Dataset entries:
- - - - -

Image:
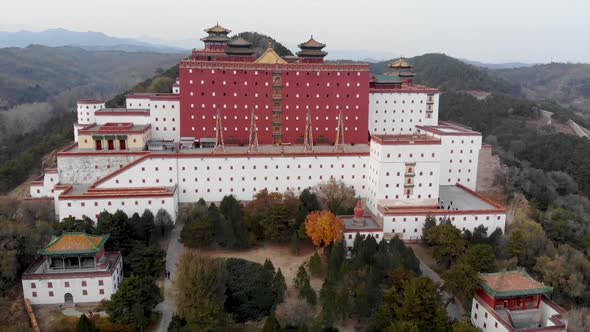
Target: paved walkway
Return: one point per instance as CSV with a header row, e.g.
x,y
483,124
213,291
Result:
x,y
167,307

- - - - -

** Short exercise **
Arrange every line of the entries above as a JSON list of strings, one string per line, skipping blank lines. Leave the pictures out.

** Expected answer **
[
  "Image:",
  "Target: paved walkway",
  "Return: one point per instance as CSV with a header row, e.g.",
  "x,y",
  "483,124",
  "213,291",
  "Result:",
  "x,y",
  "167,307"
]